Wednesday, October 28, 2009

Some Considerations of "Absolute Space" and Sacred Spacetime

In my work of developing a spatiotemporal approach or a "poetics" of spacetime, I have been reading through Henri Lefebvre's Production of Space. For the most part, Lefebvre privileges spatial over temporal dimensions, but, in his defense, he claims he does so because this is a tendency of capitalist societies--privileging of space and the subordination of time is a quality of what he is studying. Nonetheless, in so doing he does show a certain sensitivity to time's relationship to space and how this relationship shifts from society to society, or, perhaps more accurately, from mode of production to mode of production.

One aspect of space he considers is "absolute space," and it is his comments on this type of space I would like to use as a jumping off point in developing an understanding of sacred spacetime. He writes:

Considered in itself--"absolutely"--absolute space is located nowhere. It has no place because it embodies all places, and has a strictly symbolic existence. This is what makes it similar to the fictitious/real space of language, and of that mental space, magically (imaginarily) cut off from the spatial realm, where the consciousness of the 'subject'--or 'self-consciousness'--takes form. Absolute space is always at the disposal of priestly castes. It consecrates, and consecration metaphysically identifies any space with fundamentally holy space: the space of a sanctuary is absolute space, even in the smallest temple or the most unpretentious village church. The space of tombs, for its part, unless it contains a god or a monarch, is analogous merely to the spaces of birth, death or oblivion. Absolute space, being by definition religious as well as political, implies the existence of religious institutions which subject it to the two major mechanisms of identification and imitation. These mental categories, destined to become those of imagination and reflective thought, first appear as spatial forms. The material extension of absolute space occurs by virtue of these processes, to the benefit of priestly castes and the political power they exercise or serve.
(Henri Lefebvre, Production of Space, 236-7; trans. Donald Nicholson-Smith; emphases original)
+ + +
#### [SET PROBLEM]
In the blog post on sacred spacetime, rewrite the text from "Some Considerations of" up to and including "mode of production.", but swap "capitalist" for "industrial". These rows have no connection to the blog post on sacred spacetime.
+ + +
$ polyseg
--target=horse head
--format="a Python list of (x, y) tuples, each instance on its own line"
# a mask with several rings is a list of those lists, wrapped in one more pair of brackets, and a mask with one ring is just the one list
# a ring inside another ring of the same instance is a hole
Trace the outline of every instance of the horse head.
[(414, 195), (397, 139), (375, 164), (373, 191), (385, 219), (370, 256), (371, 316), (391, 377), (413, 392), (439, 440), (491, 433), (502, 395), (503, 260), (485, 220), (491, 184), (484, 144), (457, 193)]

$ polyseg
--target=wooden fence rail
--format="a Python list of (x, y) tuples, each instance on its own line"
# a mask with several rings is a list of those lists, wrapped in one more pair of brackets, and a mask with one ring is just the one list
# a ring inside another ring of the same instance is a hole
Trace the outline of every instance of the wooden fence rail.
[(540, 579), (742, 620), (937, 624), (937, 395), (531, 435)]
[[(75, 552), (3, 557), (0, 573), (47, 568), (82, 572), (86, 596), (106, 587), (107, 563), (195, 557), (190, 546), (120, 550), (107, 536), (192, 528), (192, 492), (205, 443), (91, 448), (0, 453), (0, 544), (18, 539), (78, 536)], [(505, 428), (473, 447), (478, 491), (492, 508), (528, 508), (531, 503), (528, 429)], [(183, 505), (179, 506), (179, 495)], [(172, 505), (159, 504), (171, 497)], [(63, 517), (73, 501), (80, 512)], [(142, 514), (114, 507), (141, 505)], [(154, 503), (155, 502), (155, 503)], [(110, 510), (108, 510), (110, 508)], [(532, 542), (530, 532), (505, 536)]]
+ + +
#### [TASK RESPONSE]
Some Considerations of "Absolute Space" and Sacred Spacetime

In my work of developing a spatiotemporal approach or a "poetics" of spacetime, I have been reading through Henri Lefebvre's Production of Space. For the most part, Lefebvre privileges spatial over temporal dimensions, but, in his defense, he claims he does so because this is a tendency of industrial societies--privileging of space and the subordination of time is a quality of what he is studying. Nonetheless, in so doing he does show a certain sensitivity to time's relationship to space and how this relationship shifts from society to society, or, perhaps more accurately, from mode of production to mode of production.